[[ Available data open ]]
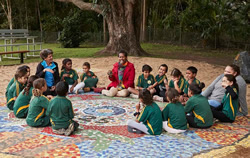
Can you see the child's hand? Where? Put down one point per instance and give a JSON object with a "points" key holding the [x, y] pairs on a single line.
{"points": [[53, 88], [66, 75], [110, 73], [165, 81], [71, 89], [138, 106], [50, 97]]}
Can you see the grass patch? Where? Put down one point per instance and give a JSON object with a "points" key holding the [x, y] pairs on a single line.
{"points": [[155, 50]]}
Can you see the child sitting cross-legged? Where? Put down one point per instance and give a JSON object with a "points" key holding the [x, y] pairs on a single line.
{"points": [[38, 105], [61, 112], [144, 81], [22, 103], [174, 118], [149, 120]]}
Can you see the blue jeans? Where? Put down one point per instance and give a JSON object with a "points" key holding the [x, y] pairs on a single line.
{"points": [[214, 103]]}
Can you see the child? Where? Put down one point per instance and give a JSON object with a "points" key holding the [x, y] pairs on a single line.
{"points": [[38, 105], [146, 80], [68, 74], [191, 74], [88, 78], [149, 120], [198, 109], [178, 81], [16, 87], [162, 83], [174, 119], [61, 112], [227, 111], [24, 67], [21, 105]]}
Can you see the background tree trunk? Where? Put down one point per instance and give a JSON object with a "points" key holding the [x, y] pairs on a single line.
{"points": [[121, 25]]}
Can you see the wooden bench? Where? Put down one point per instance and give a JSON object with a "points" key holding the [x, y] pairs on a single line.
{"points": [[15, 52]]}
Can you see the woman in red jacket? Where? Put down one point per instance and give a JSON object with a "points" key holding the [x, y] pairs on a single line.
{"points": [[122, 77]]}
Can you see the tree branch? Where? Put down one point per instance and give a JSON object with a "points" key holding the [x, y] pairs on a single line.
{"points": [[85, 6]]}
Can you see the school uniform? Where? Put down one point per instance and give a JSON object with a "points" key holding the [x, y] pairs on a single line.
{"points": [[181, 83], [37, 112], [175, 115], [89, 82], [13, 91], [160, 87], [151, 117], [145, 83], [199, 112], [73, 76], [9, 85], [22, 103], [229, 106], [187, 85], [61, 113]]}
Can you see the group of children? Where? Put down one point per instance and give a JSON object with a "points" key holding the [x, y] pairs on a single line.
{"points": [[25, 97], [186, 104]]}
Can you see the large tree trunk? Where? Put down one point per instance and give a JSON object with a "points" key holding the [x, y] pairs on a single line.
{"points": [[121, 25]]}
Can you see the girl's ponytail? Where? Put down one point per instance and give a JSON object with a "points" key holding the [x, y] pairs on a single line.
{"points": [[29, 84]]}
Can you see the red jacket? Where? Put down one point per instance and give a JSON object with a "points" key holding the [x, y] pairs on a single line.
{"points": [[128, 76]]}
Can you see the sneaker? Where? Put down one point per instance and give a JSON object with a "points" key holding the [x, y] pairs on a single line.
{"points": [[86, 89], [134, 96], [59, 131], [69, 130]]}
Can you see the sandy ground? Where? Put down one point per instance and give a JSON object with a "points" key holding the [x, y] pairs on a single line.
{"points": [[206, 72]]}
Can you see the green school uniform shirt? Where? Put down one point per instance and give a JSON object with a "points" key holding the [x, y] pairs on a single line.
{"points": [[200, 107], [89, 82], [187, 85], [181, 83], [22, 103], [145, 83], [9, 85], [230, 106], [73, 76], [175, 115], [13, 91], [151, 117], [160, 80], [61, 112], [37, 111]]}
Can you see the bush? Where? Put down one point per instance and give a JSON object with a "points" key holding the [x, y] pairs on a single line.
{"points": [[72, 34]]}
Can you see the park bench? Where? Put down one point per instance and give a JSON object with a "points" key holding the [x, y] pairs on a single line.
{"points": [[15, 52], [9, 38]]}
[[ Available data closed ]]
**What is required**:
Pictures stay out, but every record above is to be returned exactly.

**Written solution**:
Can you see the child's hand? Where? Put down one point per instance and give a JSON object with a "points" key holding the [x, y] pairs on a single line.
{"points": [[53, 88], [66, 75], [110, 73], [165, 81], [71, 89], [138, 106], [50, 97]]}
Can you see the grass patch? Where? Put down one point per instance and give a JSON object with a "points" key holding the [x, y] pairs on a single line.
{"points": [[155, 50]]}
Can you see the child sitting cross-legged? Where? Put down one point per instance and give a JSON object with a "points" key holding the [x, y] pairs on a single line.
{"points": [[38, 105], [61, 112], [144, 81], [22, 103], [174, 118], [149, 120]]}
Can you see the blue jeans? Where? Put down one point per instance and give a JSON object with a "points" key holding the [x, y] pairs on a single line.
{"points": [[214, 103]]}
Can you see the child? Where? Put down one point per instance and give a JSON object with a "points" key holding the [x, y] pairs on a single line.
{"points": [[38, 105], [146, 80], [68, 74], [191, 74], [88, 78], [149, 120], [198, 109], [178, 81], [16, 87], [162, 83], [174, 119], [61, 112], [227, 111], [24, 67], [21, 105]]}
Can you see the background tree trunk? Where? Put down one point per instance and give a JSON object with a "points" key holding the [x, y] pairs on a single line.
{"points": [[121, 25]]}
Can you see the wooden bench? Where? Put down one point per instance and give a JSON object with a "points" key holding the [x, y] pairs on a single line.
{"points": [[15, 52]]}
Can you see the woman in red jacket? Where? Put down one point per instance and give a JSON object with a "points" key holding the [x, y] pairs on a single line.
{"points": [[122, 77]]}
Can you see the tree branch? Where? Put down one point per instance and give a JSON object with a "points" key holding the [x, y] pairs on a single line.
{"points": [[85, 6]]}
Can you see the school uniform? Where? Put down one point per instance and give a JSON object with a "points" key holding the [x, y] pairs on a single line.
{"points": [[181, 83], [37, 112], [175, 115], [89, 82], [13, 91], [160, 87], [151, 117], [145, 83], [199, 112], [73, 76], [9, 85], [22, 103], [229, 106], [187, 85], [61, 113]]}
Can you see the group of children? Where? Put down one point per instance and give a JSON object with a "points" key holding the [x, y] pairs on a single line.
{"points": [[25, 97], [186, 104]]}
Can you see the large tree trunk? Where? Put down one point per instance and give a JSON object with a "points" key holding the [x, y] pairs on a single line.
{"points": [[121, 25]]}
Can you see the girl's ponytail? Where? Put down one point per instance and give a JSON object with a "points" key holding the [x, y] pairs on a single line.
{"points": [[29, 84]]}
Can you see the red jacket? Where? Put down one point per instance and give a JSON object with a "points" key holding the [x, y] pairs on a single line.
{"points": [[128, 76]]}
Can you see the sneaker? Where? Put down one point per instance and give a JSON object with a "points" key holding the [x, y] pairs on a single line.
{"points": [[86, 89], [134, 96], [59, 131], [69, 130]]}
Can you see the sandy ground? Where? Put down one point per instance and give a JSON object with a "points" key holding the [x, y] pairs on a single line.
{"points": [[206, 72]]}
Can you see the green school uniform shirt? Where? Put down one point per instance and give a JSON object with a "points" key holding the [x, y] pairs on a single line.
{"points": [[200, 107], [89, 82], [187, 85], [181, 83], [22, 103], [145, 83], [9, 85], [230, 106], [73, 76], [175, 115], [13, 91], [151, 117], [160, 80], [61, 112], [37, 111]]}
Can you see the bush? Where? Put down one point per instance and give a JSON object with a "points" key holding the [x, y] pairs on a single line.
{"points": [[72, 34]]}
Can you see the park bench? Where? Put down one point per instance and give a JSON object with a "points" key holding the [x, y] pairs on a single line.
{"points": [[15, 52], [9, 38]]}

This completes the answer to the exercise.